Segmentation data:
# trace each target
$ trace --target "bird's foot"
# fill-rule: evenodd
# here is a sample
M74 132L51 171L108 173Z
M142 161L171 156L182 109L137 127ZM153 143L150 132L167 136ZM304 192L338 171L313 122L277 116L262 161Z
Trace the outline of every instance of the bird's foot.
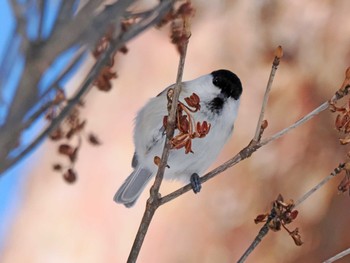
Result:
M202 188L202 183L198 174L194 173L190 178L192 190L195 194L199 193Z

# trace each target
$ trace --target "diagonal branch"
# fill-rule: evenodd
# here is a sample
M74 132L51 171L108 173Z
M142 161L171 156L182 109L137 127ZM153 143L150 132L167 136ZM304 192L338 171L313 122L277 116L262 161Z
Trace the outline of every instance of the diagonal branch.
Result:
M112 54L114 54L117 50L119 50L121 47L125 45L126 42L128 42L130 39L134 38L147 28L156 25L160 22L160 20L163 18L163 16L171 9L173 4L173 0L167 0L162 1L158 6L156 6L151 13L149 13L147 16L144 17L143 20L141 20L139 23L133 25L128 29L128 31L121 33L119 36L117 36L115 39L113 39L106 50L105 53L103 53L99 59L96 61L95 65L92 67L90 72L88 73L87 77L79 87L76 94L73 96L72 99L69 100L69 103L63 108L63 110L60 112L60 114L52 120L50 125L44 129L37 138L35 138L28 146L26 146L22 152L20 152L16 157L13 158L2 158L3 155L7 155L8 150L7 148L10 146L6 143L6 138L1 138L0 144L3 143L6 147L0 149L0 176L11 166L15 165L19 160L23 158L26 154L28 154L32 149L34 149L40 142L42 142L56 127L59 125L59 123L71 112L71 110L79 103L82 96L84 96L89 90L93 82L95 81L96 77L98 76L100 70L103 68L103 66L109 62L110 57ZM21 125L18 123L17 125ZM4 130L1 131L2 134L6 135L6 132ZM7 134L7 136L13 136L14 133L10 132ZM16 135L16 134L15 134ZM16 143L17 141L13 141L13 143Z
M169 103L171 104L170 111L168 114L168 121L167 121L167 127L166 127L166 139L165 144L163 148L163 153L161 157L161 162L158 167L158 171L156 174L156 178L154 181L153 186L150 190L150 198L147 200L146 209L144 212L144 215L142 217L139 229L137 231L133 246L131 248L129 257L128 257L128 263L136 262L137 257L139 255L139 252L141 250L143 241L146 237L147 230L149 225L151 224L153 215L157 208L160 206L160 194L159 194L159 188L162 183L163 177L164 177L164 171L167 167L167 161L169 157L169 151L171 148L171 139L174 136L175 131L175 122L176 122L176 109L178 105L178 100L181 92L181 83L182 83L182 75L184 71L184 65L185 65L185 59L186 59L186 53L187 53L187 46L188 46L188 40L190 37L190 22L189 20L184 17L183 21L183 31L185 32L185 41L181 43L180 46L180 61L178 65L178 71L177 71L177 77L176 77L176 84L174 88L174 93L172 94L171 101ZM164 105L165 106L165 105ZM169 108L170 105L168 105Z

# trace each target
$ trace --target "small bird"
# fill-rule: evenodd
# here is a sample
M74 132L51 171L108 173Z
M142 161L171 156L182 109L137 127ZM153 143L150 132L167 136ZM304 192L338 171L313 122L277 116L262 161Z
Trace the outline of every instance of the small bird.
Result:
M135 118L134 144L132 158L134 171L125 180L114 201L131 207L155 176L158 167L155 156L161 156L165 143L164 116L168 115L167 92L169 86L157 97L149 100ZM193 191L201 189L199 175L205 172L215 161L221 149L230 138L237 117L242 84L236 74L220 69L197 79L182 83L179 101L184 101L195 93L199 99L199 110L191 113L197 122L210 123L210 130L203 138L191 141L191 152L184 149L171 149L165 179L191 182ZM175 130L175 135L179 133Z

● **AIM**: Output the full set of records above without changing a word, and drop the images.

● **THE RESPONSE**:
# trace each target
$ trace --target "bird's foot"
# fill-rule: evenodd
# here is a sample
M74 132L51 171L108 173Z
M142 161L171 156L182 109L137 127ZM153 143L150 132L167 136ZM304 192L338 171L313 122L277 116L262 161Z
Trace the outline of every instance of the bird's foot.
Result:
M202 188L202 183L198 174L194 173L190 178L192 190L195 194L199 193Z

# trace each target
$ trace --target "diagonal branch"
# fill-rule: evenodd
# here is a sample
M74 132L51 171L108 173Z
M142 161L171 156L182 109L137 127ZM153 143L150 132L167 136ZM304 192L338 171L313 122L277 116L262 161Z
Trace the outline of every instance of the diagonal branch.
Result:
M112 54L114 54L117 50L119 50L121 47L125 45L126 42L128 42L130 39L134 38L147 28L156 25L160 22L160 20L163 18L163 16L171 9L173 4L173 0L167 0L162 1L158 6L156 6L151 13L149 13L147 16L144 17L143 20L141 20L139 23L133 25L128 29L128 31L121 33L119 36L117 36L115 39L113 39L106 50L105 53L103 53L99 59L96 61L95 65L92 67L90 72L88 73L87 77L79 87L76 94L73 96L72 99L69 100L69 103L63 108L63 110L60 112L60 114L52 120L50 125L44 129L37 138L35 138L28 146L26 146L22 152L20 152L16 157L13 158L2 158L3 155L7 155L8 150L7 148L10 146L6 143L6 138L1 138L0 144L3 143L6 147L0 149L0 176L11 166L15 165L19 160L23 158L26 154L28 154L32 149L34 149L40 142L42 142L56 127L59 125L59 123L71 112L71 110L79 103L82 96L84 96L89 90L93 82L95 81L96 77L98 76L100 70L103 68L103 66L109 62L110 57ZM21 125L18 123L17 125ZM4 130L1 131L2 134L6 135L6 132ZM7 134L7 136L13 136L14 133L10 132ZM16 135L16 134L15 134ZM16 143L17 141L13 141L13 143Z
M169 103L171 104L170 111L168 114L168 121L167 121L167 127L166 127L166 139L165 144L163 148L163 153L161 157L161 162L158 167L158 171L156 174L156 178L154 181L153 186L150 190L150 198L147 200L146 209L144 212L144 215L142 217L139 229L137 231L133 246L131 248L129 257L128 257L128 263L136 262L137 257L139 255L139 252L141 250L143 241L146 237L147 230L149 225L151 224L153 215L157 208L160 206L160 194L159 194L159 188L162 183L163 177L164 177L164 171L167 167L167 161L169 157L169 151L171 148L171 139L174 136L175 131L175 122L176 122L176 109L178 105L178 100L181 92L181 83L182 83L182 75L184 71L184 65L185 65L185 59L186 59L186 53L187 53L187 46L188 46L188 40L190 37L190 22L189 20L184 17L183 21L183 31L185 32L185 41L181 43L180 46L180 61L178 65L178 71L177 71L177 77L176 77L176 84L174 88L174 93L172 94L171 101ZM164 105L165 106L165 105ZM169 108L170 105L168 105Z

# trace each target
$ trace --target "small bird"
# fill-rule: evenodd
# here is a sample
M74 132L51 171L108 173Z
M142 161L171 156L182 109L137 127ZM153 143L150 132L167 136ZM304 192L338 171L313 122L277 116L262 161Z
Trace the outline of every instance of the small bird.
Result:
M135 118L134 144L132 158L134 171L125 180L114 201L131 207L155 176L158 167L155 156L161 156L165 143L164 116L168 115L167 92L169 86L157 97L149 100ZM193 191L201 189L199 175L205 172L215 161L221 149L230 138L237 117L242 84L236 74L220 69L197 79L182 83L179 101L184 101L195 93L199 99L199 110L191 113L197 122L210 123L210 130L203 138L191 141L191 152L184 149L171 149L165 179L191 182ZM175 130L175 135L179 133Z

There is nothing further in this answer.